===== RECORDS FOR THIS EXERCISE

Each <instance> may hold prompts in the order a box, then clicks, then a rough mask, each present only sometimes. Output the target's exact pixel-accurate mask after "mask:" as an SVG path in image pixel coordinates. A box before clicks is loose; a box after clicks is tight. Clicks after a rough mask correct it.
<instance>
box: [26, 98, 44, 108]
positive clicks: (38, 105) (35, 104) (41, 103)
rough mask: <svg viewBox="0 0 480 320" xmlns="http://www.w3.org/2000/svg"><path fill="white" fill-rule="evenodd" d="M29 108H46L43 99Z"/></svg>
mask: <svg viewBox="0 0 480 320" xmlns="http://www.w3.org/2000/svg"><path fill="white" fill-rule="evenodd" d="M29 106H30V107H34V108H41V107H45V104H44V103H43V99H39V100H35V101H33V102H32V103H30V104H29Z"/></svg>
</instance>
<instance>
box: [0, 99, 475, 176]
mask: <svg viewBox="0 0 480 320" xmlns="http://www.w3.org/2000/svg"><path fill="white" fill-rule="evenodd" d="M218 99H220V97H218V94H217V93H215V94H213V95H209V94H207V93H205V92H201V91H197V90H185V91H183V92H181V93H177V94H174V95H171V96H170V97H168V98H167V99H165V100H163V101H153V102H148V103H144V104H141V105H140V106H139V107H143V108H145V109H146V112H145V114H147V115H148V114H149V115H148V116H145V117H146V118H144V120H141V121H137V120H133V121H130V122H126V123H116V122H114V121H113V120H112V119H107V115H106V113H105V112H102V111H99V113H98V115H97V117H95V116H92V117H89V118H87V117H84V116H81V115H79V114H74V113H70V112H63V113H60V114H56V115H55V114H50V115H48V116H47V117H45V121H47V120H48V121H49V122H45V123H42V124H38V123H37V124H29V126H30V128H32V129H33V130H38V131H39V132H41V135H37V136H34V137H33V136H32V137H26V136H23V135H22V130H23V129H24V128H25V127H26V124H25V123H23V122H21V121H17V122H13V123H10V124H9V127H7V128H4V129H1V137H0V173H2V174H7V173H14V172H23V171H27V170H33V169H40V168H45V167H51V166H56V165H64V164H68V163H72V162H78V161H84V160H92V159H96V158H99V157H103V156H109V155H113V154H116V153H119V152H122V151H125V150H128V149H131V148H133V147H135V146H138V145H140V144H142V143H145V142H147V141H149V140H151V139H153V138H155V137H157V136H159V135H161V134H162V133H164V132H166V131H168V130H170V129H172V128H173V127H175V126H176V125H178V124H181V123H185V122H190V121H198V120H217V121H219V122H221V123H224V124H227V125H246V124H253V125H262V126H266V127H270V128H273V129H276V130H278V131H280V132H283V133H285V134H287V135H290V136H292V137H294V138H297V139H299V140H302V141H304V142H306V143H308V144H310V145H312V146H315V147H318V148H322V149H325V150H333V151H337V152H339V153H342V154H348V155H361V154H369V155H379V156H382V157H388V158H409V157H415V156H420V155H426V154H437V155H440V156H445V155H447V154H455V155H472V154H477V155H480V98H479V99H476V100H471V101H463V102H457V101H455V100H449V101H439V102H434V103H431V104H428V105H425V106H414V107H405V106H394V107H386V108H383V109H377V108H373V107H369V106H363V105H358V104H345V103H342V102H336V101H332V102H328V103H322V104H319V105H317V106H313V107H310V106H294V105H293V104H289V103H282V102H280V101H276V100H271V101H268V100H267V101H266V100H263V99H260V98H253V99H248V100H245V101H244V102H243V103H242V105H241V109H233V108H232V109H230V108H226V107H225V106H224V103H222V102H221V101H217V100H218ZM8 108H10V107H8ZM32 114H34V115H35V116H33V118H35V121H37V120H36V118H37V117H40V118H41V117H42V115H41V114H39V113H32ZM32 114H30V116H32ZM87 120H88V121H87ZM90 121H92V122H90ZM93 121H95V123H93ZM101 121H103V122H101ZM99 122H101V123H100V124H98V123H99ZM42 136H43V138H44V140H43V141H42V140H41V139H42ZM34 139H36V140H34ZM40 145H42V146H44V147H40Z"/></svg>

==========

## DIRECTIONS FOR THIS TASK
Swap "rough mask" for "coarse mask" throughout all of the lines above, and give the lines back with nothing else changed.

## RESULT OF THIS EXERCISE
Each <instance> may hold prompts in the order a box, then clicks, then a coarse mask, each present only sometimes. Output the target's exact pixel-accurate mask after "mask:" as an SVG path in image pixel coordinates. A box before clicks is loose; a box after clicks is tight. Clicks after a coarse mask correct it.
<instance>
box: [26, 98, 44, 108]
positive clicks: (38, 105) (35, 104) (41, 103)
coarse mask: <svg viewBox="0 0 480 320" xmlns="http://www.w3.org/2000/svg"><path fill="white" fill-rule="evenodd" d="M29 108H46L43 99Z"/></svg>
mask: <svg viewBox="0 0 480 320" xmlns="http://www.w3.org/2000/svg"><path fill="white" fill-rule="evenodd" d="M29 106H30V107H34V108H41V107H45V104H44V103H43V99H39V100H35V101H33V102H32V103H30V104H29Z"/></svg>
</instance>
<instance>
box: [0, 99, 475, 176]
mask: <svg viewBox="0 0 480 320" xmlns="http://www.w3.org/2000/svg"><path fill="white" fill-rule="evenodd" d="M218 99H220V97H218V94H217V93H215V94H213V95H209V94H207V93H205V92H201V91H197V90H185V91H183V92H181V93H177V94H174V95H171V96H170V97H168V98H167V99H165V100H163V101H153V102H148V103H144V104H141V105H140V106H139V107H143V108H145V109H146V112H145V114H147V115H148V114H149V115H148V116H145V117H146V118H144V120H141V121H137V120H133V121H130V122H126V123H116V122H114V121H113V120H112V119H107V115H106V113H105V112H102V111H99V113H98V115H97V117H95V116H92V117H89V118H87V117H84V116H81V115H79V114H74V113H70V112H63V113H60V114H56V115H55V114H50V115H48V116H47V117H45V121H47V120H48V121H49V122H45V123H42V124H38V123H37V124H29V126H30V128H32V129H33V130H38V131H39V132H41V135H37V136H34V137H33V136H32V137H26V136H23V135H22V130H23V129H24V128H25V127H26V124H25V123H23V122H21V121H17V122H13V123H10V124H9V127H7V128H4V129H1V137H0V173H2V174H7V173H14V172H23V171H27V170H33V169H40V168H45V167H51V166H56V165H64V164H68V163H72V162H78V161H84V160H92V159H96V158H99V157H103V156H109V155H113V154H116V153H119V152H122V151H125V150H128V149H131V148H133V147H135V146H138V145H140V144H142V143H145V142H147V141H149V140H151V139H153V138H155V137H157V136H159V135H161V134H162V133H164V132H166V131H168V130H170V129H172V128H173V127H175V126H176V125H178V124H181V123H185V122H190V121H198V120H217V121H219V122H221V123H224V124H227V125H246V124H253V125H262V126H266V127H270V128H273V129H276V130H278V131H280V132H283V133H285V134H287V135H290V136H292V137H294V138H297V139H299V140H302V141H304V142H306V143H308V144H310V145H312V146H315V147H318V148H322V149H325V150H333V151H337V152H339V153H342V154H348V155H361V154H369V155H379V156H382V157H388V158H409V157H415V156H420V155H426V154H437V155H440V156H445V155H447V154H455V155H472V154H477V155H480V98H479V99H476V100H471V101H463V102H457V101H455V100H449V101H439V102H434V103H431V104H428V105H425V106H414V107H405V106H394V107H386V108H383V109H377V108H373V107H369V106H363V105H358V104H345V103H342V102H336V101H332V102H328V103H322V104H319V105H317V106H313V107H310V106H294V105H293V104H289V103H282V102H280V101H276V100H271V101H268V100H267V101H266V100H263V99H260V98H253V99H248V100H245V101H244V102H243V103H242V105H241V109H233V108H232V109H230V108H226V107H225V106H224V103H222V102H221V101H217V100H218ZM8 108H10V107H8ZM32 114H34V115H35V116H33V118H35V121H37V120H36V118H37V117H40V118H41V117H42V115H41V114H39V113H32ZM32 114H30V116H32ZM87 120H88V121H87ZM90 121H92V122H90ZM93 121H95V123H93ZM101 121H103V122H101ZM99 122H101V123H100V124H98V123H99ZM42 136H43V138H44V140H43V141H42V140H41V139H42ZM34 139H36V140H34ZM40 145H42V146H44V147H40Z"/></svg>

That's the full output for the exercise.